Problems to work on:
a - Reproduce word for word the portion of the file handling post that begins at the words "Say you have" and stops after "tedious and error-prone.".
b - In the file handling post, what does Finder ask once the files from folder A are dragged into folder B?
c - Continue the file handling post from the point where it stops.

Document passage:
::::::::::

Sunday, October 10, 2010

File handling trick

Here is a file handling trick I had to find for myself. It works in OS X, I haven't tried on Windows.

Say you have folders A and B. All the files in folder A are also in folder B, but not vice versa. And you need to isolate the files in folder B which are *not* in folder A. How to do it? Manually is tedious and error-prone.

1: Make sure you have backups of both folders.
2: Select all the files in folder A, and drag them to folder B.
3: When Finder asks you if you want to replace the files, select "apply to all" and click "replace".
4: Use Edit--->undo.

This last bit is the smart part. It will put the files back in folder A, but it will *not* replace the deleted files in folder B! (I think we can call that an error in the OS.) So you now have a folder of what you wanted, all the files which were in folder B but not in A.


Philocalist said...

A bit of a hitch with Windows: when you do the first movement, it leaves behind a copy of each folder you have moved (though they are empty)
When you subsequently then 'undo', it DOES, but again leaves behind empty copies of the folders (in B) so waht you have in B is the same number of folders as originally, just some of them are empty ... and Windows has no in-built way to display folder sizes, to allow you to delete the empty ones (though after much hunting about, you can find a utulity that will allow this).

Just a thought ... are you certain that it really does work as you suggest? What happens if there are folders named the same in A & B, but they do not contain the same files, or numbers of files ... or the files ARE named the same but are of different sizes, dimensions, or even damaged?
Bit of a minefield huh? ... but I'm sat with a wry smile, as I think I know what you're up to, and I've been there before :-)
There is an excellent utility to do this in Windows, specifically for image files.
Basically its a dupe finder that will work within a folder, or comparing two folders, and can be set to work recursively.
Files can be deleted (or simply moved) according to criteria you set, so that in your example it would scan A and B, then delete anything found in B that was also in A, giving you what you want.
It can also take into account colour differences at a tolerance you can set, and also image size likewise ... but it don't work on a Mac.
I wouldn't say it's 100% accurate (what is?), but it comes damn close: images can be VERY similar, but still slightly different, no? :-)
Its freeware, runs on Vista (though was built in the XP era, dunno about '7' ... and I've NEVER found an alternative, despite MUCH searching ... I depend on this so much that it may even stop me moving to '7' if I found it incompatible (though I suspect / hope it will work in a compatibility mode within '7') ... and it's already virtually impossible to find / download!

colobr said...

"(I think we can call that an error in the OS.)

You don't seem to understand what you are doing--the commands you recommend OVERWRITE existing files. That means they have been destroyed. OS X is a wonderful operating system but it has no easily accessible resurrection from the dead commands.

::::::::::

Dataset content:
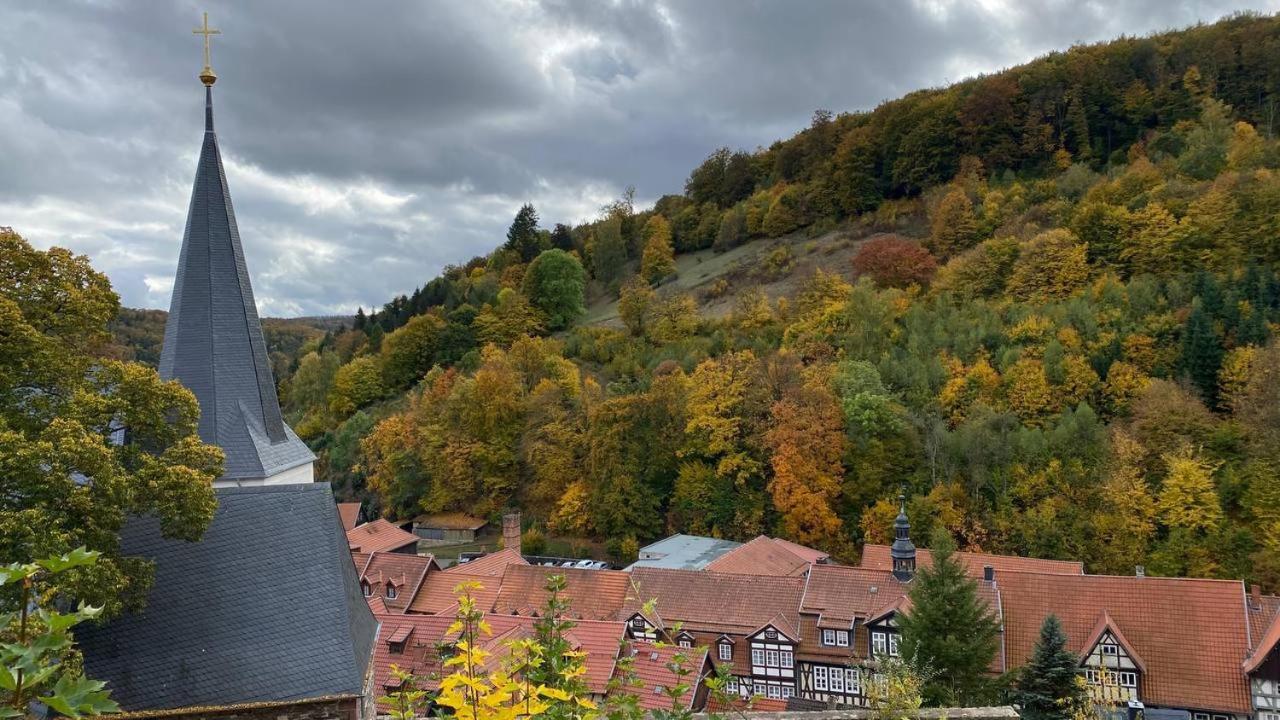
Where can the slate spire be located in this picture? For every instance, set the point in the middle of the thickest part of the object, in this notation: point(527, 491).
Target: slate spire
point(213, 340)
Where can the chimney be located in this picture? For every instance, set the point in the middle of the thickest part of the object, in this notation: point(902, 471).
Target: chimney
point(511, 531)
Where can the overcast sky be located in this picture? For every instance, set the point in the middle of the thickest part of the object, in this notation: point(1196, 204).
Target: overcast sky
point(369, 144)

::::::::::

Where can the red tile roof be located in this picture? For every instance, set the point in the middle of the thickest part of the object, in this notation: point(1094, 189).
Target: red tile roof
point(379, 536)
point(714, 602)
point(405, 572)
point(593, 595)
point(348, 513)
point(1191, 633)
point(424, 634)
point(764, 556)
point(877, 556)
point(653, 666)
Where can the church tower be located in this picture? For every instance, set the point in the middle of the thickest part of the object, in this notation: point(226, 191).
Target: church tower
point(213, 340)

::::::::::

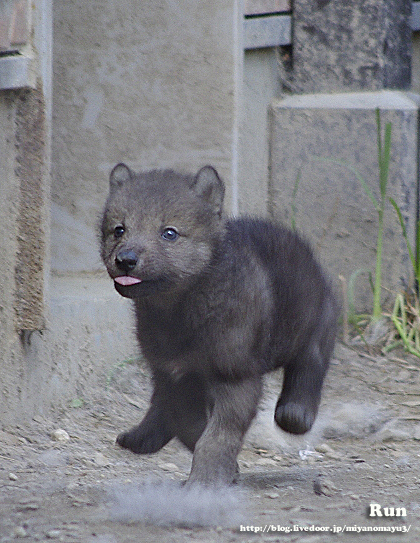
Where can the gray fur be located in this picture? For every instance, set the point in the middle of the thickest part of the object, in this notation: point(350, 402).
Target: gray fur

::::::::::

Answers for the exercise:
a -
Say you have folders A and B. All the files in folder A are also in folder B, but not vice versa. And you need to isolate the files in folder B which are *not* in folder A. How to do it? Manually is tedious and error-prone.

b - It asks whether you want to replace the files.

c -
What you call OS error I prefer to call operator incompetence by blindly overwriting files without any oversight or control--if your file management and housekeeping is so bad that you have duplicate files (other than managed backups) scattered around your hard disks then a high risk maneuver like the one you describe is certainly not going to improve such circumstances.

My suggestion is that before you peddle to others dangerous advice like this that you get some proper training for yourself. Learn how to use aliases and symbolic links, and get yourself some reliable software tools to perform duplicate identification and management. Above all, learn how to manage files and folders proficiently before you get in a mess.

Harsh and judgmental? Not at all, just telling it how it is. If your post was just a record of finding for yourself commands that are taught at novice level (albeit with proper warnings and explanations) then who am I to piss on your fireworks?

ttl said...

Is this a contest on how cumbersome and unreliable you can make it? ;-)

What's wrong with the good old:

find a b | sed 's/.*\///' | sort | uniq

1. Does not write anything to disk
2. Works on any number of files (10 or 10 million)
3. Scriptable for repeated use, if needed

Of course, we've only been doing it this way for about half a century; maybe you want to wait for the idea to mature a little before fully trusting it.

karrde said...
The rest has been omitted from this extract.